__PROBLEM__. In the records below, find the line with "Would you mind pointing out the background" and repeat it and every line after it, exactly, without any pictures.

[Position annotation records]
........

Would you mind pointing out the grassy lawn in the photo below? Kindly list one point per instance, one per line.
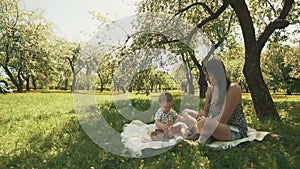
(41, 130)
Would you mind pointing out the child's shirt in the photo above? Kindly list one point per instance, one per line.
(165, 117)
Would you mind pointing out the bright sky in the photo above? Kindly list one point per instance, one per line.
(71, 18)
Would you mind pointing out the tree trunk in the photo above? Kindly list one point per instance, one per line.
(20, 83)
(66, 84)
(263, 103)
(202, 84)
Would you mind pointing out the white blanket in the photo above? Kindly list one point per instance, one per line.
(136, 137)
(252, 135)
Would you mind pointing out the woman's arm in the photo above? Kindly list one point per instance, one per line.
(233, 98)
(206, 104)
(161, 125)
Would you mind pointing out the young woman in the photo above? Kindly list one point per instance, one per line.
(222, 116)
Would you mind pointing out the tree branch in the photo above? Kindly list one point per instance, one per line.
(195, 4)
(278, 23)
(213, 16)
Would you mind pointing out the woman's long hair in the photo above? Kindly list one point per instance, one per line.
(217, 69)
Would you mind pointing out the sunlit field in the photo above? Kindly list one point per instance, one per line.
(41, 130)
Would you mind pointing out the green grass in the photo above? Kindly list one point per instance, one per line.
(41, 130)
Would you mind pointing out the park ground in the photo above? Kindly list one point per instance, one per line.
(41, 130)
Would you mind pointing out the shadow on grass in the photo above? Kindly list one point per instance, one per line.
(70, 147)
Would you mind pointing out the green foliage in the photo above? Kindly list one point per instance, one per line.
(43, 132)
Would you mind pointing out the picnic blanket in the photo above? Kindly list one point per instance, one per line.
(136, 138)
(252, 135)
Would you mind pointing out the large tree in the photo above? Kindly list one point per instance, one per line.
(24, 43)
(258, 20)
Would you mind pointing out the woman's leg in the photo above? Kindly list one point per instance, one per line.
(211, 127)
(189, 118)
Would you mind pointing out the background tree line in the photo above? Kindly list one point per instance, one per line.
(33, 57)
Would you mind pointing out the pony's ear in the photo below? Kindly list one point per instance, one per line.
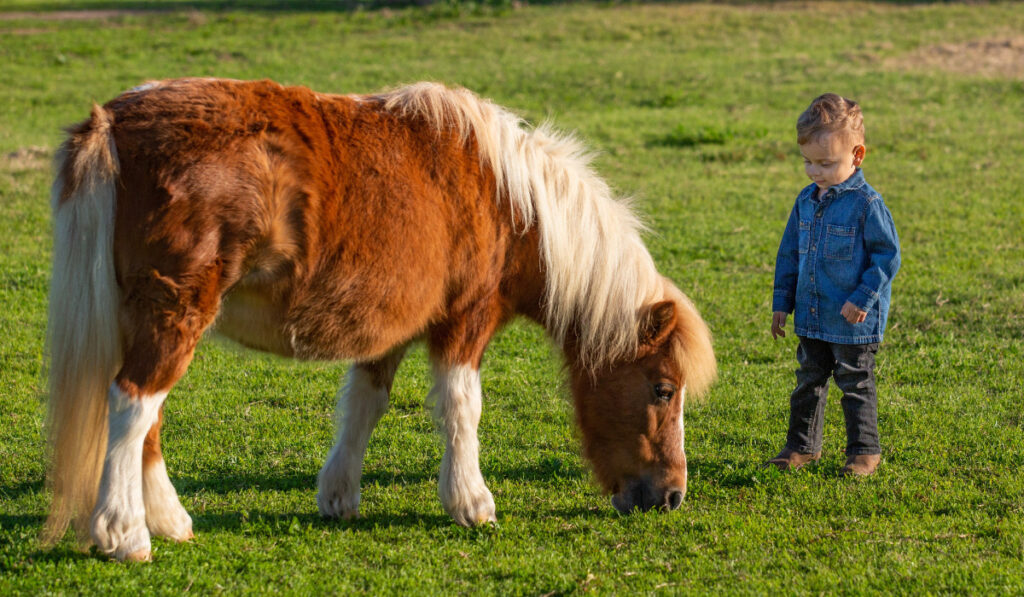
(657, 324)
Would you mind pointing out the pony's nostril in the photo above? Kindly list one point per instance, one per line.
(674, 499)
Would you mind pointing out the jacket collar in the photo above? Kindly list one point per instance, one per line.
(855, 181)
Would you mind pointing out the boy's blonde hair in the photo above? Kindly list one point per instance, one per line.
(829, 114)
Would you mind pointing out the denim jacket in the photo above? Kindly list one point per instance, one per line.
(840, 248)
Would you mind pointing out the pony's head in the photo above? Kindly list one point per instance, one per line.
(630, 412)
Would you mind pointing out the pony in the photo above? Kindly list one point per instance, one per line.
(327, 226)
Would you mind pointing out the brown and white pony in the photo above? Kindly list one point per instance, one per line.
(344, 227)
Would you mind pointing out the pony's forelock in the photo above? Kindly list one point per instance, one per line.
(596, 280)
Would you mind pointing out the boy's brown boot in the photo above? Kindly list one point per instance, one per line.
(860, 465)
(791, 460)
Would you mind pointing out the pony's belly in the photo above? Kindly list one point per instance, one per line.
(254, 321)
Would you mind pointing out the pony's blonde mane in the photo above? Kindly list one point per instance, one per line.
(598, 271)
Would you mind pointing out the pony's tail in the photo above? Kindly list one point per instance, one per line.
(83, 337)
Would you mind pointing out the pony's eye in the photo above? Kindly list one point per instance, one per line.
(665, 391)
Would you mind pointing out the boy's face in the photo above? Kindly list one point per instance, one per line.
(830, 159)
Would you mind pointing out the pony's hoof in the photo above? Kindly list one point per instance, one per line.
(473, 510)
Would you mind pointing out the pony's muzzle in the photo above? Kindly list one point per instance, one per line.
(642, 495)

........

__RESULT__.
Would you mind pointing out the background tree line in the photo above? Kindly list one point per instance, one per line.
(33, 57)
Would you mind pointing out the pony's ear in the photo below? Kindly list one point per instance, one per line.
(657, 324)
Would you mind pointing out the pony's nostril in the photo above? Kindly list one point per instance, one per line.
(674, 499)
Would you mind pointing out the jacket collar in the photo above? Kindly list one point per instance, one per line.
(855, 181)
Would you mind pointing out the boy's blonde hair in the photo above? Kindly list one point per instance, one per line.
(829, 114)
Would you mind pointing out the denim jacket in the photo above? Kindly list one point per instance, one per line.
(840, 248)
Would you mind pointing out the pony's head in the photo above? Kindly list one point per instance, one per line.
(630, 412)
Would you mind pointing out the pony in the photo above? Kindly list one point per instance, one per line.
(327, 226)
Would you mind pointing out the brown and white pony in the photo above? Kindly list one point per instance, one per line.
(344, 227)
Would you mind pointing out the pony's forelock in the photo above? Kindly list one point per instance, one per line.
(596, 280)
Would you mind pointing out the boy's brown boot in the photo above? Kindly list one point per instance, one per line.
(860, 465)
(791, 460)
Would you mind pointing out the pony's belly in the photo above? Kindly list one point per instance, one per line.
(254, 321)
Would you mind pointing out the pony's blonde mane in the photo above? Kindly list one point per instance, one per line.
(598, 271)
Would you mind pointing out the pony's tail in the photo above? Kindly list one point per instance, one per line.
(83, 337)
Would you mind pointing out the pony's eye in the photo above? Kindly list one point per instance, one per line.
(665, 391)
Would you mind pointing out the boy's face in the photo above? Kindly list one point per instance, one per line.
(830, 159)
Would you mind pointing out the pony's hoof in the photo above? Kindly list one point per instance, one per line.
(473, 510)
Would you mind pointing out the pony's muzzle in the photo above? Kindly list one point per instance, one per line.
(642, 495)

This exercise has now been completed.